= 課題 A =
次の(i)〜(iii)がページの記述と合っているか、それぞれ「はい」か「いいえ」で答え、判断の根拠となるページの語句をそのまま引用してください。
(i) クリスチャンは芝居小屋でロクサアヌを見つけた。
(ii) クリスチャンは詩の技術に優れている。
(iii) ロクサアヌ自身も詩を愛している。

═══ ページ ═══

芝居小屋で偶然ロクサアヌを見つけ、その姿に一目惚れしてしまうクリスチャン。

最初こそシラノを挑発する場面もあるものの、ロクサアヌのいとこだとわかると「お義兄様!」と突然ひざまずいてしまうほどの直情型です(笑)。

自身に詩の技術がなく苦手なため、シラノの手を借りてロクサアヌに便りを送り続けますが、実際に再会すると詩的なことは全く頭からすり抜けて「口づけを(したい)」と要求してしまうあたり、やっぱり直情型です。

見た目は本当に麗しく、シラノも劇中で「寝ていても色男だな~!」と言わしめるほど。

シラノは自身の容姿にコンプレックスを抱えていながらも、他人の容姿についてくさすことなく(そういう段階を超えたのかもしれませんが)、素直にクリスチャンに対して褒めるんですよね。つよい。

それぞれ違う愛の形が面白い部分のひとつ

二人の魅力的な男性から愛されるのが、ヒロインのロクサアヌ。

彼女は聡明な女性で、また、自身も詩を愛しており、クリスチャンの手紙(中身はシラノが書いたもの)を心待ちにしている描写がなされています。

═══ データ ═══

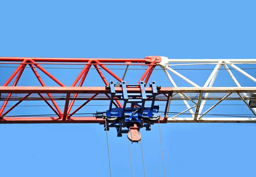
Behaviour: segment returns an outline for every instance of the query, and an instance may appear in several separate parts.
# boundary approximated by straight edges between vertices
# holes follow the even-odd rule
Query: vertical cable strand
[[[141,148],[141,155],[142,156],[142,163],[143,163],[143,171],[144,173],[144,177],[146,177],[146,174],[145,173],[145,166],[144,163],[144,158],[143,157],[143,151],[142,151],[142,143],[141,143],[141,140],[140,140],[140,147]]]
[[[131,164],[131,174],[132,177],[132,169],[131,168],[131,148],[130,148],[130,140],[128,140],[128,144],[129,145],[129,154],[130,154],[130,163]]]
[[[110,167],[110,158],[109,157],[109,148],[108,147],[108,127],[107,126],[107,120],[105,119],[105,123],[106,125],[106,134],[107,135],[107,144],[108,144],[108,163],[109,164],[109,174],[111,176],[111,168]]]
[[[166,177],[165,168],[164,167],[164,160],[163,160],[163,144],[162,143],[162,137],[161,136],[161,128],[160,128],[160,122],[158,120],[158,125],[159,126],[159,134],[160,135],[160,142],[161,143],[161,150],[162,151],[162,158],[163,158],[163,174],[164,177]]]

═══

= 課題 B =
上の項目をすべて、一行も変えずに打ち直してください。画像は含めないでください。

= 解答 A =
(i) はい:「芝居小屋で偶然ロクサアヌを見つけ」
(ii) いいえ:「自身に詩の技術がなく苦手なため」
(iii) はい:「自身も詩を愛しており」

= 解答 B =
Behaviour: segment returns an outline for every instance of the query, and an instance may appear in several separate parts.
# boundary approximated by straight edges between vertices
# holes follow the even-odd rule
Query: vertical cable strand
[[[141,148],[141,155],[142,156],[142,163],[143,163],[143,171],[144,173],[144,177],[146,177],[146,174],[145,173],[145,166],[144,163],[144,158],[143,157],[143,151],[142,151],[142,143],[141,143],[141,140],[140,140],[140,147]]]
[[[131,164],[131,174],[132,177],[132,169],[131,168],[131,148],[130,148],[130,140],[128,140],[128,144],[129,145],[129,154],[130,154],[130,163]]]
[[[110,167],[110,158],[109,157],[109,148],[108,147],[108,127],[107,126],[107,120],[105,119],[105,123],[106,125],[106,134],[107,135],[107,144],[108,144],[108,163],[109,164],[109,174],[111,176],[111,168]]]
[[[166,177],[165,168],[164,167],[164,160],[163,160],[163,144],[162,143],[162,137],[161,136],[161,128],[160,128],[160,122],[158,120],[158,125],[159,126],[159,134],[160,135],[160,142],[161,143],[161,150],[162,151],[162,158],[163,158],[163,174],[164,177]]]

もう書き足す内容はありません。